[Task to carry out] Count the lines in the material below that contain the word "arch", and reply with only that number.

[Task material]
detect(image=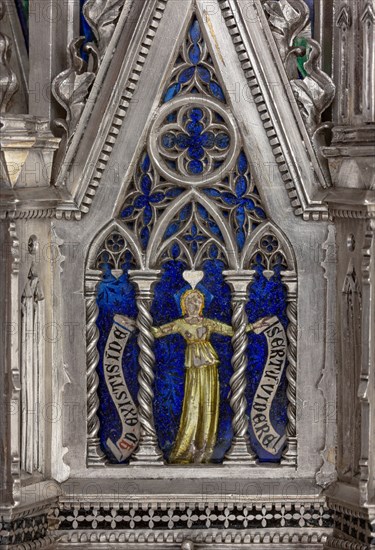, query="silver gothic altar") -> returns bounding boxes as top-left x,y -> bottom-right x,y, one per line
0,0 -> 375,550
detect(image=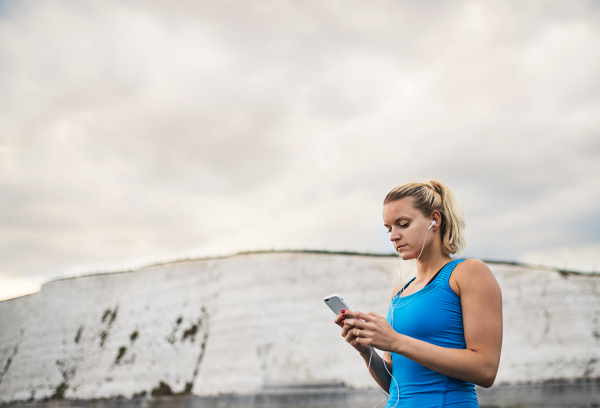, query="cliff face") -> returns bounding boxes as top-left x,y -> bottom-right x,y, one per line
0,253 -> 600,402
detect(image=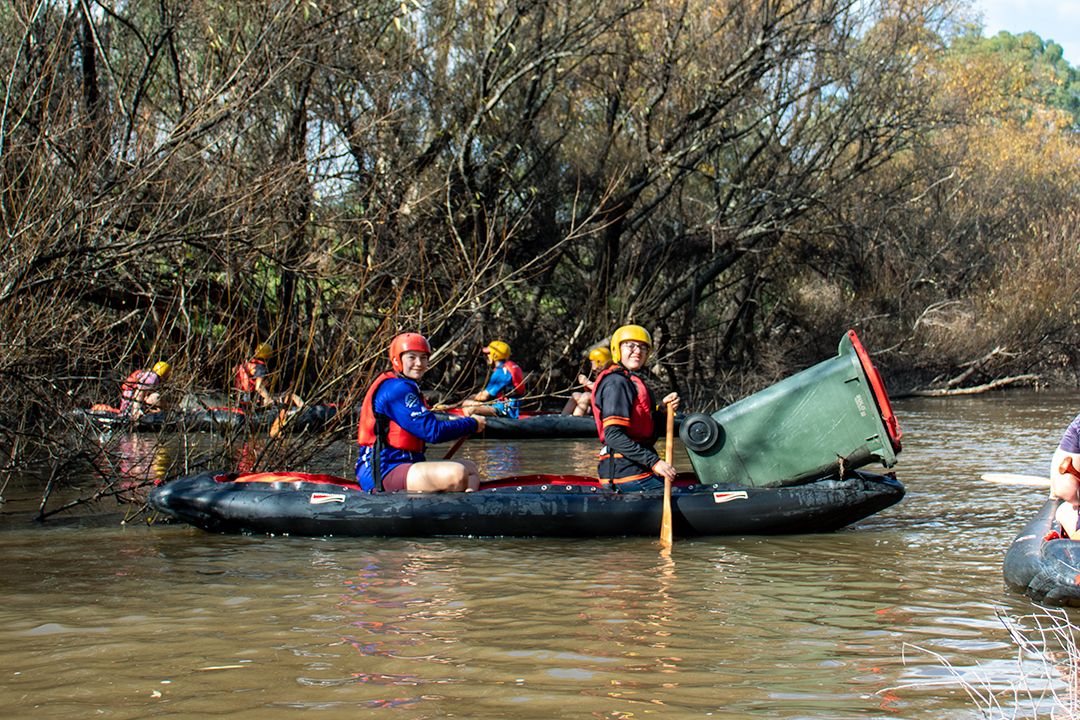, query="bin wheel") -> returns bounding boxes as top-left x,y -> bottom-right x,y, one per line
678,412 -> 724,452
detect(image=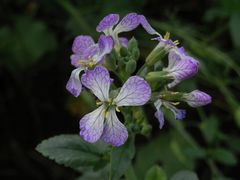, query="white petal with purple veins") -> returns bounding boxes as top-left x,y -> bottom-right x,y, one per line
79,105 -> 105,143
114,76 -> 151,106
72,35 -> 94,55
94,35 -> 114,64
101,108 -> 128,146
81,66 -> 111,101
139,15 -> 161,36
114,13 -> 140,34
96,14 -> 119,32
66,67 -> 83,97
154,99 -> 164,129
118,37 -> 128,48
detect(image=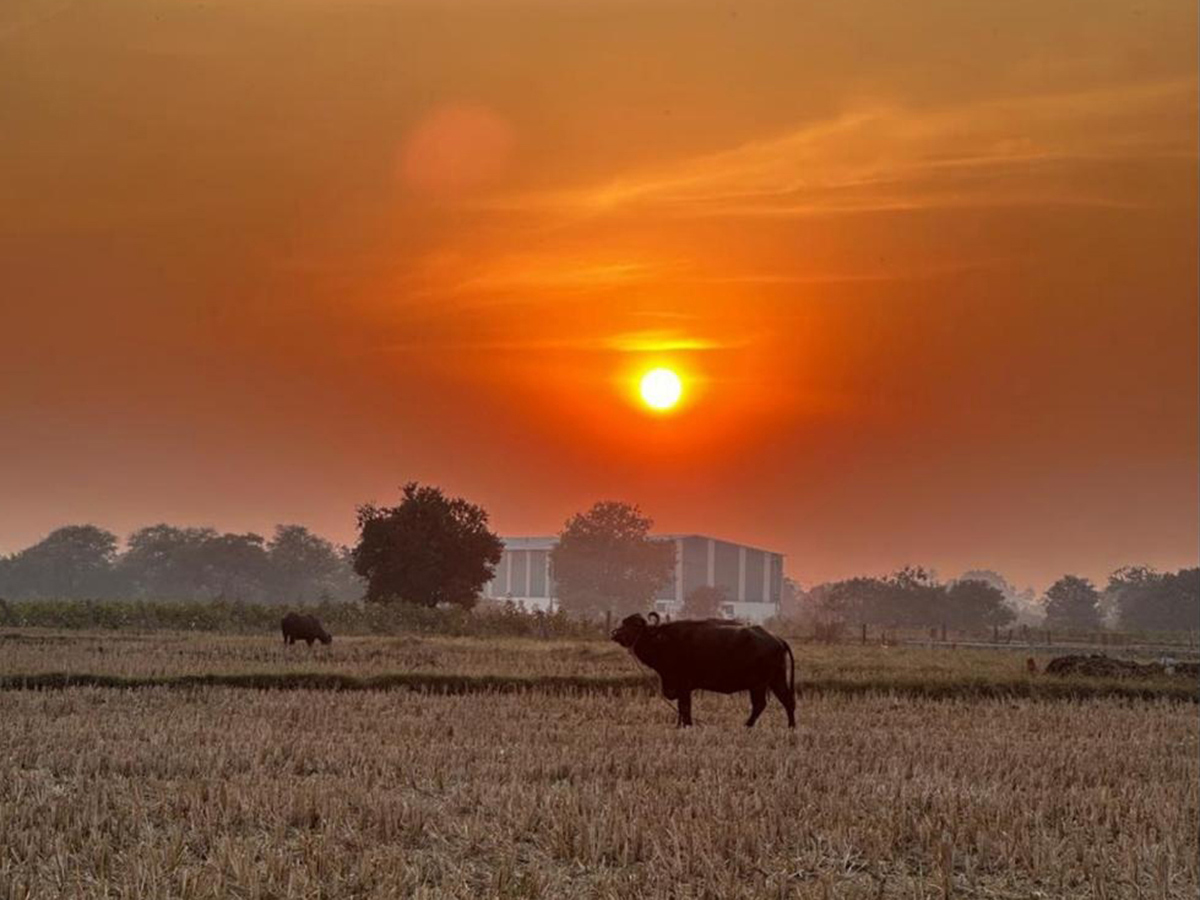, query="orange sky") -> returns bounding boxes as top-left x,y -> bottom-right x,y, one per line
0,0 -> 1200,587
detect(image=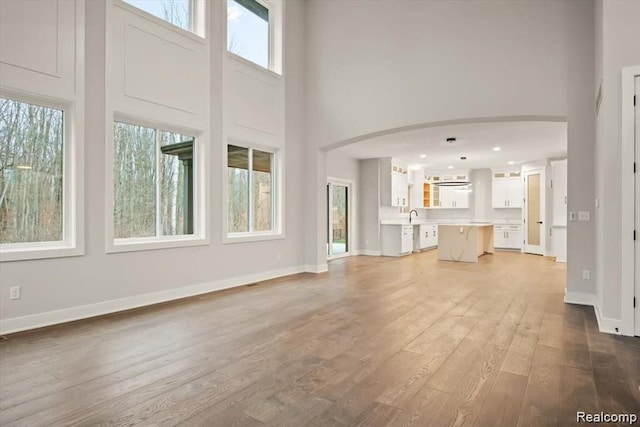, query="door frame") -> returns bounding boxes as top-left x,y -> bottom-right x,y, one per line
620,65 -> 640,336
522,165 -> 547,256
326,176 -> 357,261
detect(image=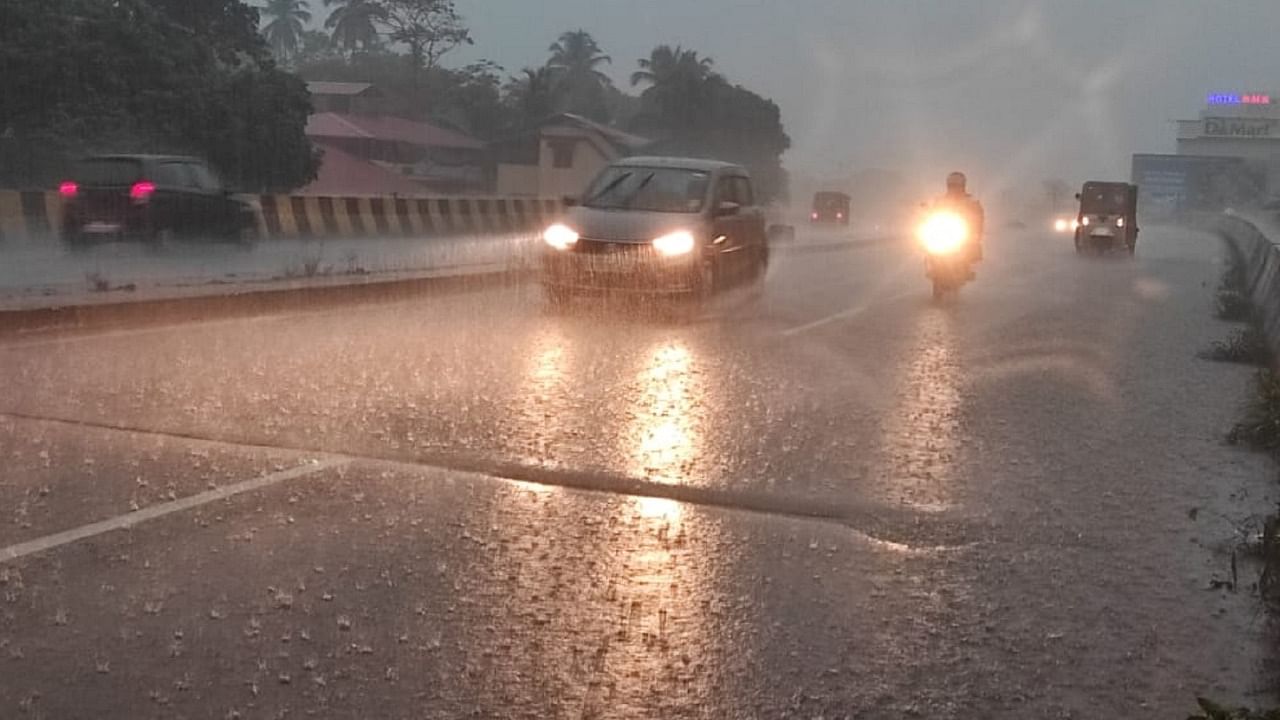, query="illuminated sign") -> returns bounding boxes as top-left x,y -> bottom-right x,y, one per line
1208,92 -> 1271,105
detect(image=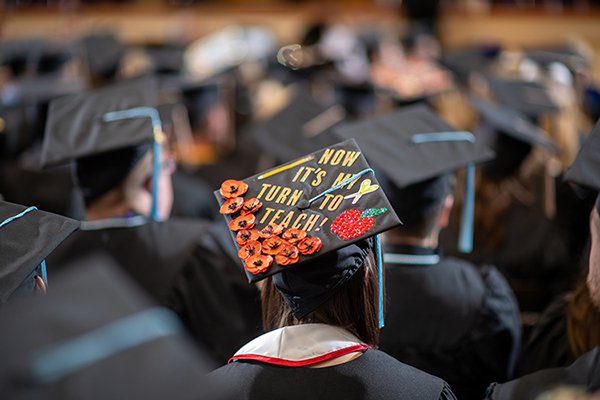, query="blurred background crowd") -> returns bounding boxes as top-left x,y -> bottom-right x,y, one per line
0,0 -> 600,398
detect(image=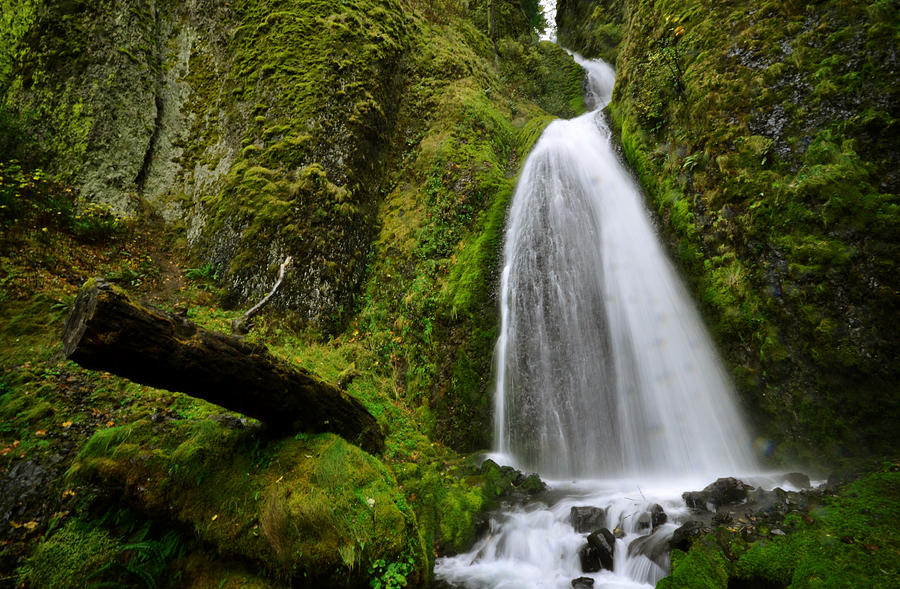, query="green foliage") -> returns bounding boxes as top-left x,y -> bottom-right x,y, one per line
19,521 -> 119,589
734,463 -> 900,587
557,0 -> 625,64
184,263 -> 220,282
369,559 -> 415,589
71,203 -> 128,243
656,535 -> 728,589
560,1 -> 900,459
657,461 -> 900,588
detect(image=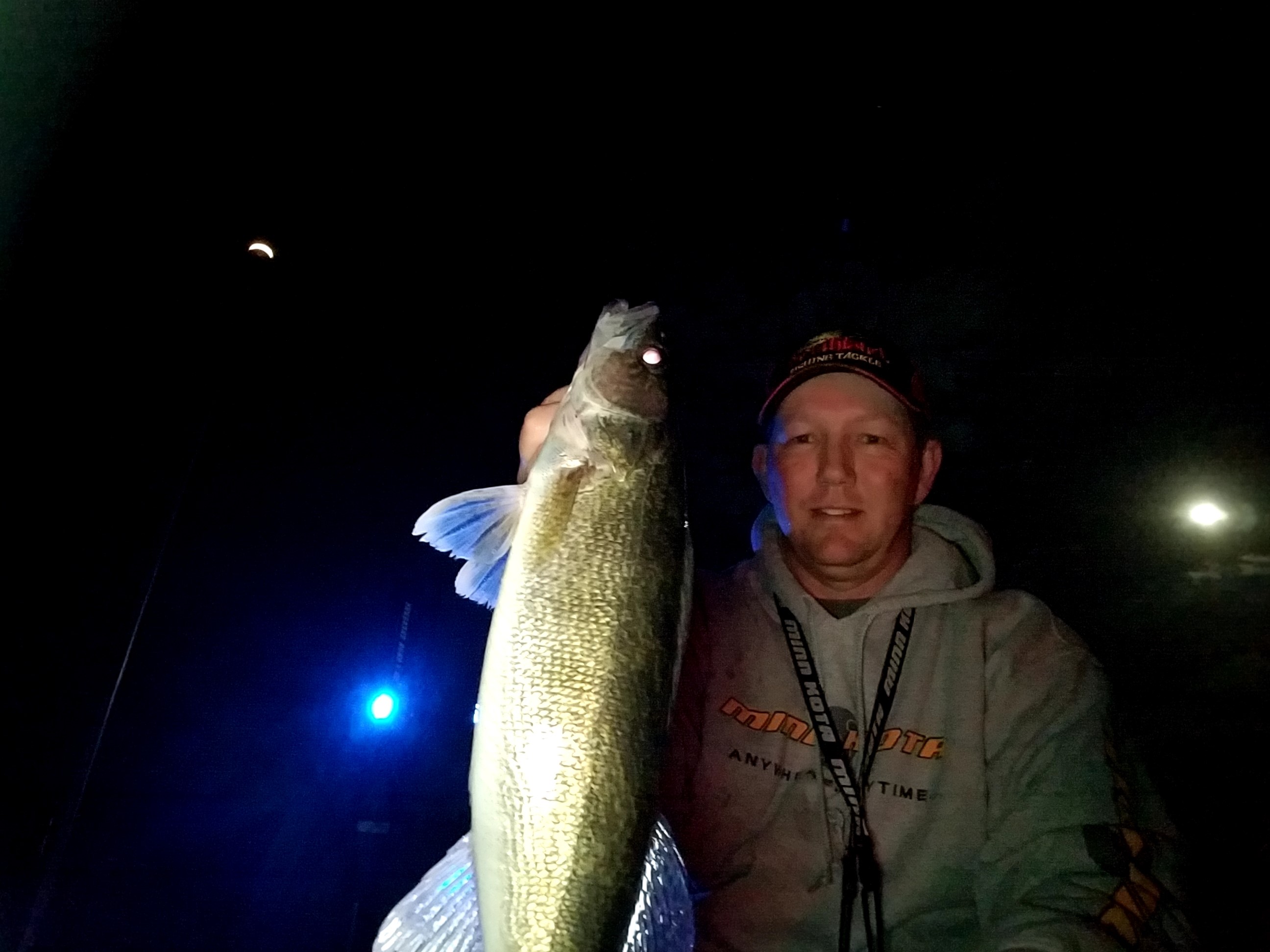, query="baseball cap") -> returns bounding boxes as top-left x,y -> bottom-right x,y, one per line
758,330 -> 929,427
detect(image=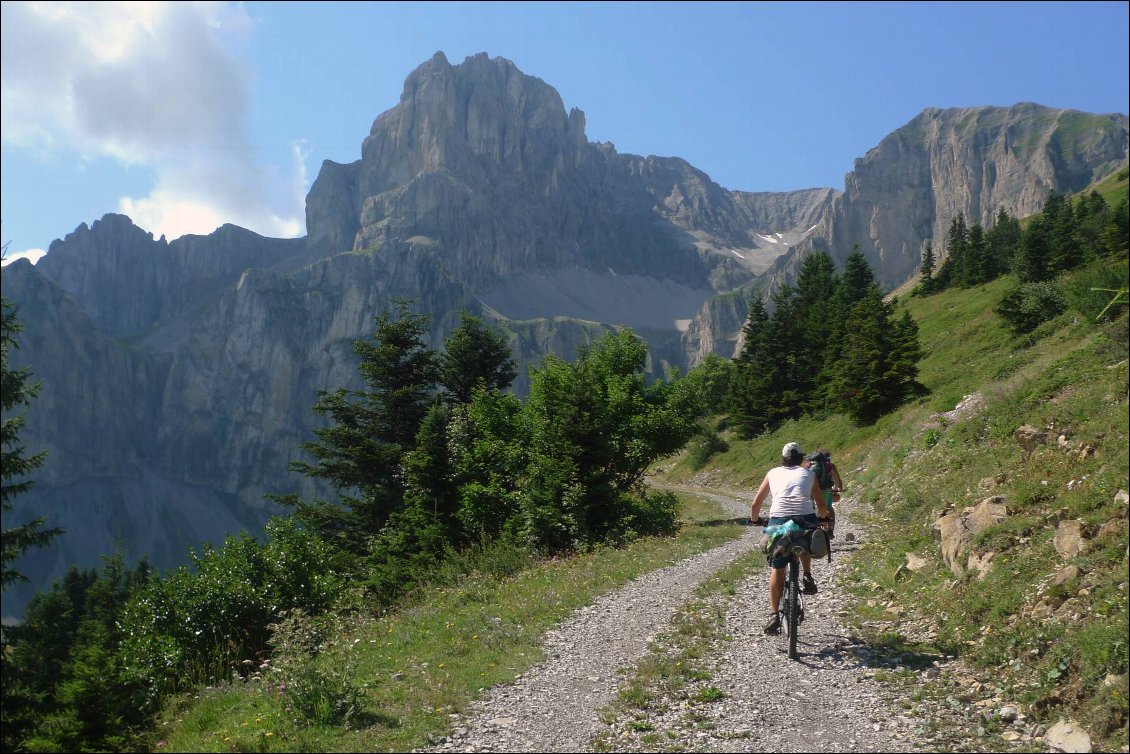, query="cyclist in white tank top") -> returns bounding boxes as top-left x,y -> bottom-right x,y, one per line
749,442 -> 828,633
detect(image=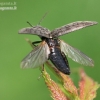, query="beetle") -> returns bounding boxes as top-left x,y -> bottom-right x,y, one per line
19,16 -> 97,75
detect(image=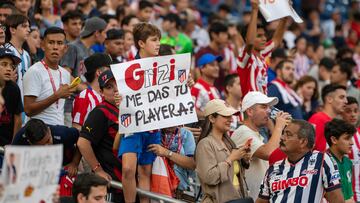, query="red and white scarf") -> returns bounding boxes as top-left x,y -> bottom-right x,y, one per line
271,78 -> 303,107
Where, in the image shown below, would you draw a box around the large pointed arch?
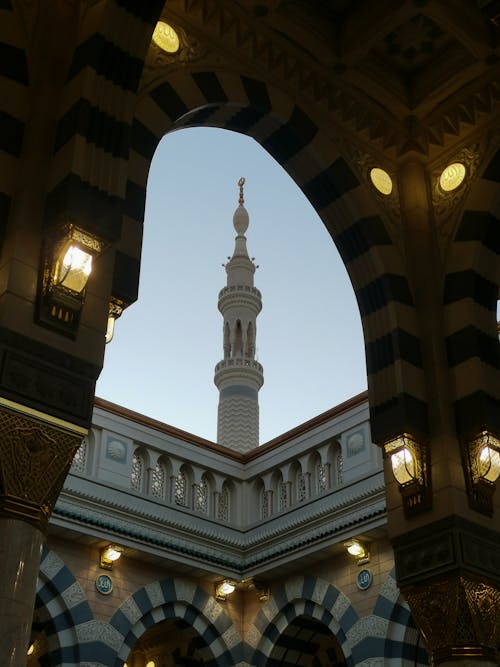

[Output for this task] 1